BEGIN Material shown
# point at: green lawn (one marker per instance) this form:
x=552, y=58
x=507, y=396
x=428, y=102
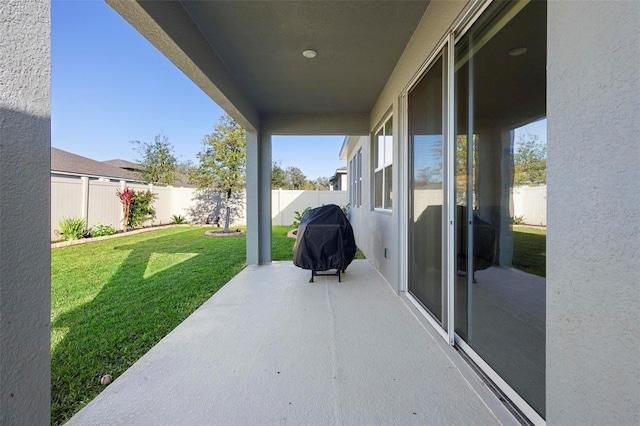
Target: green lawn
x=113, y=300
x=530, y=250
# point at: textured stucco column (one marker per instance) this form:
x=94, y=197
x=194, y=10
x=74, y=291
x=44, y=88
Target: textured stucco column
x=258, y=198
x=593, y=235
x=25, y=267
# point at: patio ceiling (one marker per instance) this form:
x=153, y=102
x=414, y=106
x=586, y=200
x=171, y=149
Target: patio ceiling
x=247, y=55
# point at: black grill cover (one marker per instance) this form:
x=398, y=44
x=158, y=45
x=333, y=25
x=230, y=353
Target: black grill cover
x=325, y=240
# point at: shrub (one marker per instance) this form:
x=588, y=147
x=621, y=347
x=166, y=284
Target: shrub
x=518, y=220
x=176, y=219
x=100, y=230
x=126, y=198
x=137, y=207
x=141, y=209
x=72, y=228
x=298, y=216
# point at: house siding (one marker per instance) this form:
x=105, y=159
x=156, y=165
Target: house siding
x=593, y=293
x=593, y=286
x=25, y=284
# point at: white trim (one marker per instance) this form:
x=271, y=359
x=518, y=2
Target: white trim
x=428, y=316
x=517, y=400
x=449, y=155
x=385, y=163
x=403, y=119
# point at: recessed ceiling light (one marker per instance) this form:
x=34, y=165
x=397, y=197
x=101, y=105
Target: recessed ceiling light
x=518, y=51
x=309, y=54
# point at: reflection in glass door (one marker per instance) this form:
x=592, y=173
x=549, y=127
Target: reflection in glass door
x=500, y=194
x=426, y=193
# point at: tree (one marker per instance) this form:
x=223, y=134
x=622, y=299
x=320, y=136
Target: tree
x=322, y=183
x=158, y=160
x=278, y=176
x=297, y=179
x=222, y=162
x=530, y=161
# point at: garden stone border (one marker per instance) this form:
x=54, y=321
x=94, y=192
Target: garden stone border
x=218, y=233
x=116, y=235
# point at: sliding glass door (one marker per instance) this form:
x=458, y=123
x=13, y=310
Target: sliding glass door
x=426, y=196
x=477, y=197
x=500, y=81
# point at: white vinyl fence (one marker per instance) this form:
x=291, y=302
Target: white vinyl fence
x=96, y=202
x=530, y=202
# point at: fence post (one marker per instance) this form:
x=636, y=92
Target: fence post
x=280, y=209
x=123, y=185
x=85, y=199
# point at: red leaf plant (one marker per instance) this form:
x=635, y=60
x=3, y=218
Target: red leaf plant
x=126, y=197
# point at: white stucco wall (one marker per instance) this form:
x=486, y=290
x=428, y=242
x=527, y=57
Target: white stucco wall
x=377, y=230
x=24, y=212
x=593, y=238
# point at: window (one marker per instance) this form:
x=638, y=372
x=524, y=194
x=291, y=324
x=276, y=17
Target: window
x=383, y=149
x=352, y=181
x=358, y=182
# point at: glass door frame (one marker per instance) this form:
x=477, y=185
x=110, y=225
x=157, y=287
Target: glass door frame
x=446, y=48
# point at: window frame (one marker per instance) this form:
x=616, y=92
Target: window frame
x=386, y=166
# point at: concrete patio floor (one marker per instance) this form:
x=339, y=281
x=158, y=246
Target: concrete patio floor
x=271, y=348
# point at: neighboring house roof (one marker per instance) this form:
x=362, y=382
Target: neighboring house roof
x=66, y=162
x=182, y=179
x=339, y=171
x=124, y=164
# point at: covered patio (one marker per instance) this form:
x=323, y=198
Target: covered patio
x=271, y=348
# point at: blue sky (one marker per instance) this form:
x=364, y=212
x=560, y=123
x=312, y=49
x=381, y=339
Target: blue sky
x=110, y=86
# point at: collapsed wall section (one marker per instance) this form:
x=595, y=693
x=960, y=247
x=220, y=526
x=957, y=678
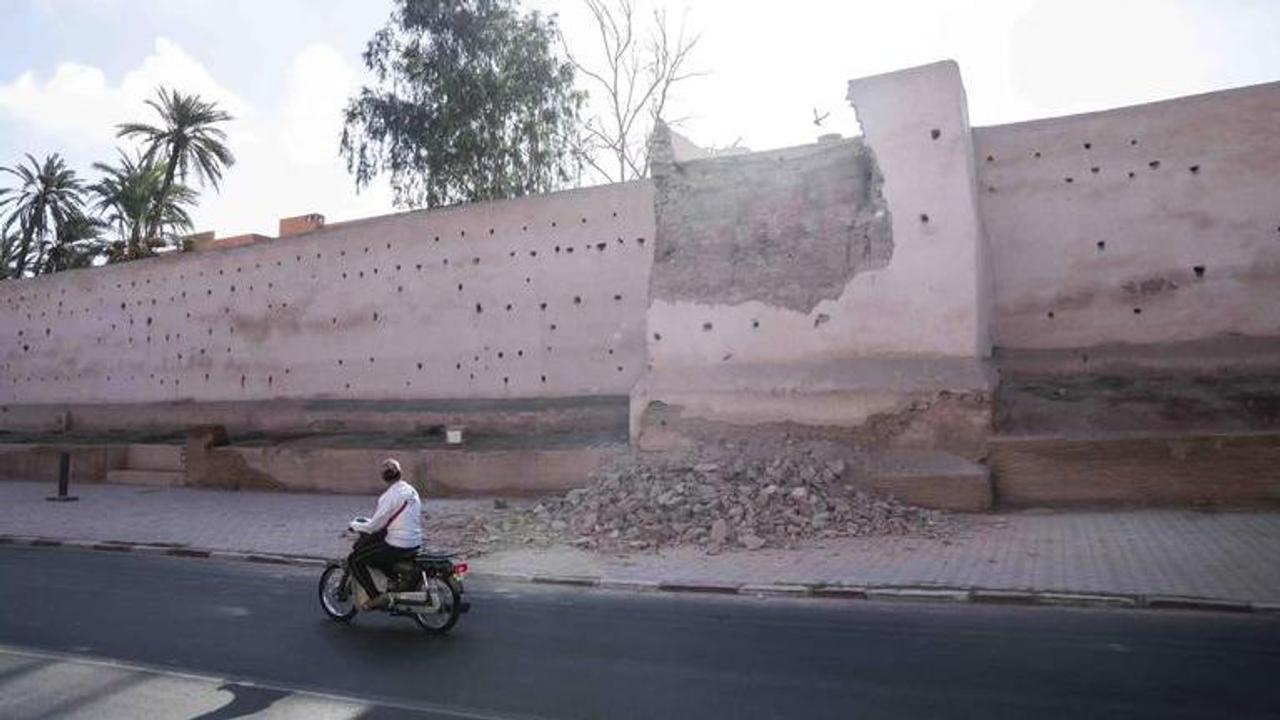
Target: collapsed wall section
x=1150, y=224
x=538, y=297
x=832, y=290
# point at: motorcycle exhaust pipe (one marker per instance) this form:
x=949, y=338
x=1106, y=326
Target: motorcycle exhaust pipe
x=410, y=598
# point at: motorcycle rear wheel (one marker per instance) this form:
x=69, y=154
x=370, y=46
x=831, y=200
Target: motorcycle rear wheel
x=442, y=619
x=337, y=598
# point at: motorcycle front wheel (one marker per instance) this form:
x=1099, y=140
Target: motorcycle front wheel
x=442, y=618
x=337, y=593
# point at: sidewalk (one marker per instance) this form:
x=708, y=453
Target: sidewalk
x=1228, y=556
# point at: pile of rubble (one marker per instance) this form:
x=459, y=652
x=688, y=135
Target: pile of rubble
x=773, y=501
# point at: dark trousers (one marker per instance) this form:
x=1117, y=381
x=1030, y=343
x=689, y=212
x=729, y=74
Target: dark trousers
x=374, y=552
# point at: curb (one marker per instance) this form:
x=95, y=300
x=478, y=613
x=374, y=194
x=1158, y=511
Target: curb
x=818, y=591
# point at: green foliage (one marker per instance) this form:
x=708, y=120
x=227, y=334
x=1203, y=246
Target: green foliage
x=46, y=200
x=186, y=142
x=132, y=200
x=469, y=103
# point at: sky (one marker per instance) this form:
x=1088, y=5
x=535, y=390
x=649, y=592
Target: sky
x=72, y=69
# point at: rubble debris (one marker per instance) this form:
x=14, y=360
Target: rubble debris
x=784, y=500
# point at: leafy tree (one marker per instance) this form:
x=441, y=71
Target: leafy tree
x=46, y=199
x=78, y=245
x=186, y=142
x=132, y=199
x=469, y=103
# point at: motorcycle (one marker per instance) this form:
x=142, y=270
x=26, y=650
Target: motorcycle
x=426, y=587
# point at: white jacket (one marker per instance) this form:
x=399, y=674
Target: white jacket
x=406, y=529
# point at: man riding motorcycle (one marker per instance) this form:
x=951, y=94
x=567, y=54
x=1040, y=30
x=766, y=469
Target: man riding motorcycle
x=393, y=533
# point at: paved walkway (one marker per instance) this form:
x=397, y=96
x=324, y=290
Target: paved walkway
x=1155, y=552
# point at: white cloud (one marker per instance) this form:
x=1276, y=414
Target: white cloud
x=81, y=108
x=320, y=82
x=287, y=155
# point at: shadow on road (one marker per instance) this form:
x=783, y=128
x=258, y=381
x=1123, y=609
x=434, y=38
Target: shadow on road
x=245, y=702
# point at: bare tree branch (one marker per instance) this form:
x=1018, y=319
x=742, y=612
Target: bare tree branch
x=638, y=69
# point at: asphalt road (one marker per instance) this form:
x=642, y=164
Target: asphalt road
x=548, y=652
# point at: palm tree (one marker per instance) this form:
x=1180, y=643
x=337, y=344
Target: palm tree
x=187, y=141
x=132, y=200
x=7, y=247
x=77, y=246
x=48, y=197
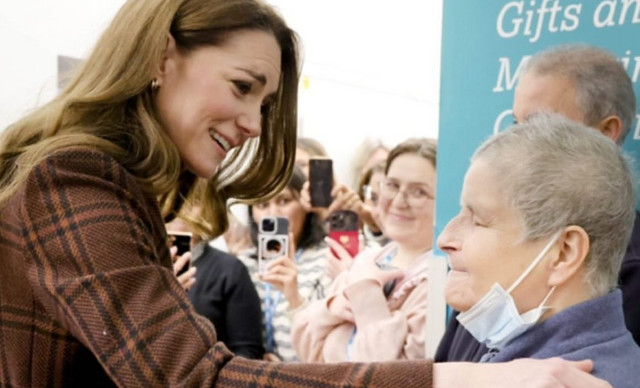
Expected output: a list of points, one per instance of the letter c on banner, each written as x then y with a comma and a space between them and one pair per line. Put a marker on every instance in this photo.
498, 125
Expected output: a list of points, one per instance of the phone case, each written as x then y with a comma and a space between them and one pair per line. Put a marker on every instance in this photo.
343, 228
320, 182
273, 241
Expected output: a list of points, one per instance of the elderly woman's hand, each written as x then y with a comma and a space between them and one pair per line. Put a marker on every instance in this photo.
187, 279
338, 259
523, 373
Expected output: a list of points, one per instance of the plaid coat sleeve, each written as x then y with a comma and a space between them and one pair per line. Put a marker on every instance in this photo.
87, 296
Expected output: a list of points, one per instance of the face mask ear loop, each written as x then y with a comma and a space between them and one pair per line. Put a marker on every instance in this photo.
534, 262
547, 297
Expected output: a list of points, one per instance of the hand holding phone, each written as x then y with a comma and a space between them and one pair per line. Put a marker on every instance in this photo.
320, 181
273, 241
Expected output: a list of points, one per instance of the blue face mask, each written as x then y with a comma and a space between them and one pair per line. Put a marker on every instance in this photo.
494, 320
END Material shown
◆ **Requirement**
Return a verbatim transcription of the data, omitting all images.

◆ **Answer for this exercise**
# point at: green lawn (one marker per instance) this form:
x=552, y=58
x=507, y=396
x=428, y=102
Target: green lawn
x=113, y=300
x=530, y=250
# point at: textured stucco column (one marker per instance) this form:
x=94, y=197
x=194, y=10
x=74, y=291
x=44, y=88
Target: textured stucco column
x=258, y=198
x=593, y=235
x=25, y=267
# point at: patio ceiling (one marker per instance) this form:
x=153, y=102
x=414, y=106
x=586, y=200
x=171, y=149
Target: patio ceiling
x=247, y=55
# point at: black grill cover (one marker per instance) this form:
x=398, y=44
x=158, y=45
x=333, y=25
x=230, y=353
Target: black grill cover
x=325, y=240
# point at: shrub (one marker per instance) this form:
x=588, y=147
x=621, y=347
x=166, y=284
Target: shrub
x=518, y=220
x=176, y=219
x=100, y=230
x=126, y=198
x=137, y=207
x=141, y=209
x=72, y=228
x=298, y=216
# point at: house siding (one marker per instance) this form:
x=105, y=159
x=156, y=165
Target: house siding
x=593, y=293
x=593, y=286
x=25, y=284
# point at: white trim (one marker per instance) this form:
x=271, y=359
x=518, y=2
Target: white trim
x=428, y=316
x=517, y=400
x=449, y=155
x=385, y=163
x=403, y=119
# point at: recessed ceiling light (one marker per instance) this form:
x=34, y=165
x=397, y=197
x=101, y=105
Target: recessed ceiling light
x=518, y=51
x=309, y=54
# point at: reflection in glass door (one marker per instance) this form:
x=592, y=173
x=549, y=127
Target: reflection in glass door
x=500, y=194
x=426, y=193
# point at: tree (one marker per instance) this form:
x=223, y=134
x=622, y=299
x=320, y=136
Target: tree
x=322, y=183
x=158, y=160
x=278, y=176
x=297, y=179
x=222, y=162
x=530, y=161
# point at: garden stone border (one marker per instance) this form:
x=54, y=321
x=94, y=192
Target: garden stone border
x=218, y=233
x=116, y=235
# point at: sliding glass door (one marker per instance) this form:
x=458, y=123
x=13, y=310
Target: sliding glass door
x=426, y=196
x=477, y=197
x=500, y=81
# point at: white vinyl fence (one marker per instance) this form:
x=291, y=302
Target: white vinyl fence
x=96, y=202
x=530, y=202
# point at: fence post (one marker per instance) this form:
x=636, y=92
Target: fence post
x=280, y=209
x=123, y=185
x=85, y=199
# point at: red leaf plant (one marker per instance) this form:
x=635, y=60
x=3, y=218
Target: red leaf plant
x=126, y=197
# point at: white stucco wall (one marker per instance) this form:
x=486, y=290
x=428, y=242
x=527, y=57
Target: white stucco wall
x=377, y=230
x=24, y=212
x=593, y=238
# point at: window (one marker per instance) this form:
x=638, y=372
x=524, y=194
x=291, y=324
x=276, y=17
Target: window
x=383, y=149
x=352, y=181
x=358, y=182
# point at: glass door frame (one marker per instance) this form:
x=477, y=185
x=110, y=225
x=157, y=287
Target: glass door frame
x=446, y=48
# point at: window frame (one marker per instance) this form:
x=616, y=92
Target: window frame
x=386, y=166
# point at: concrete patio floor (one marker per instance) this form:
x=339, y=281
x=158, y=246
Target: concrete patio floor
x=271, y=348
# point at: neighboring house roof (one marker per instance) this form:
x=362, y=382
Target: neighboring house roof
x=66, y=162
x=182, y=179
x=339, y=171
x=124, y=164
# point at: covered patio (one marker per instance) this form:
x=323, y=198
Target: covered patio
x=271, y=348
# point at: blue sky (one marker per instance) this form:
x=364, y=212
x=560, y=123
x=312, y=49
x=381, y=339
Target: blue sky
x=110, y=86
# point at: collapsed wall section (one marker per instance) this form:
x=595, y=693
x=960, y=247
x=220, y=526
x=957, y=678
Target: collapsed wall section
x=1150, y=224
x=538, y=297
x=832, y=290
# point at: motorcycle exhaust pipe (one marker per instance) this form:
x=949, y=338
x=1106, y=326
Target: motorcycle exhaust pipe
x=410, y=598
# point at: motorcycle rear wheel (one marker per instance) this form:
x=69, y=154
x=370, y=46
x=831, y=200
Target: motorcycle rear wheel
x=442, y=619
x=337, y=598
# point at: motorcycle front wheel (one marker per instance) this form:
x=1099, y=140
Target: motorcycle front wheel
x=442, y=618
x=337, y=593
# point at: sidewalk (one marker per instance) this form:
x=708, y=453
Target: sidewalk
x=1228, y=556
# point at: pile of rubble (one marker per instance) this form:
x=459, y=652
x=688, y=135
Target: pile of rubble
x=773, y=501
# point at: dark trousers (one marker per instance) this form:
x=1117, y=381
x=1030, y=343
x=689, y=212
x=729, y=74
Target: dark trousers
x=374, y=552
# point at: curb (one marker per instance) this form:
x=95, y=300
x=478, y=613
x=374, y=194
x=1158, y=511
Target: curb
x=818, y=591
# point at: green foliage (one marker per instance) this form:
x=708, y=120
x=227, y=334
x=1203, y=246
Target: green foliage
x=46, y=200
x=186, y=142
x=132, y=200
x=469, y=103
# point at: sky (one marker per instance) this form:
x=1088, y=5
x=535, y=390
x=649, y=592
Target: sky
x=72, y=69
# point at: rubble debris (one marker per instance) this form:
x=14, y=360
Target: rubble debris
x=784, y=500
# point at: leafy tree (one marker per instance) this form:
x=441, y=71
Target: leafy tree
x=46, y=199
x=78, y=245
x=186, y=142
x=132, y=199
x=469, y=103
# point at: motorcycle (one marker per instance) this form:
x=142, y=270
x=26, y=650
Target: motorcycle
x=426, y=587
# point at: white jacket (one marker per instance) this form:
x=399, y=674
Target: white jacket
x=406, y=529
# point at: man riding motorcycle (one marker per instance) this form:
x=951, y=94
x=567, y=54
x=1040, y=30
x=766, y=469
Target: man riding motorcycle
x=393, y=533
# point at: paved walkway (one marker per instance) this form:
x=397, y=96
x=324, y=290
Target: paved walkway
x=1155, y=552
# point at: white cloud (one marker per instance) this form:
x=1276, y=414
Target: white cloud
x=81, y=108
x=320, y=82
x=287, y=155
# point at: shadow on road (one marker per instance) this form:
x=783, y=128
x=258, y=381
x=1123, y=609
x=434, y=38
Target: shadow on road
x=245, y=702
# point at: bare tree branch (one marker per instance) this form:
x=1018, y=319
x=742, y=612
Target: bare tree branch
x=638, y=69
# point at: asphalt road (one marker per instance) this form:
x=642, y=164
Target: asphalt road
x=548, y=652
# point at: palm tree (one marker per instance) this form:
x=1180, y=643
x=337, y=344
Target: palm tree
x=187, y=141
x=132, y=200
x=7, y=247
x=77, y=246
x=48, y=197
Expected output: a list of points, one per instance of the letter c on banner, each written as x then y with a comma and a space between them and one pair per line. Put a marker on every instance in this photo.
498, 125
Expected output: a list of points, one per instance of the phone case, each written as x then y with a comma and a space between them and one pair per line. Put a marker on every instance in this photo.
343, 228
320, 182
273, 241
Expected output: a list of points, one per instance of the elderly woman's hand, each written as x then y with a comma and a space between them and one pair per line. Put a marker on every instance in this photo.
187, 279
338, 259
523, 373
Expected output: a list of points, one per instance of the plaid coat sleeve, each written as x then y with a comma and a space between them and one pair per line. Put a marker on every instance in this photo.
87, 296
Expected output: a list of points, one per instance of the face mask ear loop, each written as x then y with a comma and a space between them and one pair per line. Put a marker on every instance in this photo.
534, 262
547, 297
Expected output: a list of points, one per instance of the hand holding phone, each written as x then y with a comma and a space between them and one pair per line. Put a marker on every instance in this photo.
320, 181
273, 241
Expected output: a list of points, one per instance of the blue face mask, each written as x then y with a comma and a space between them and one pair per line. Put a marker on every instance in this photo.
494, 320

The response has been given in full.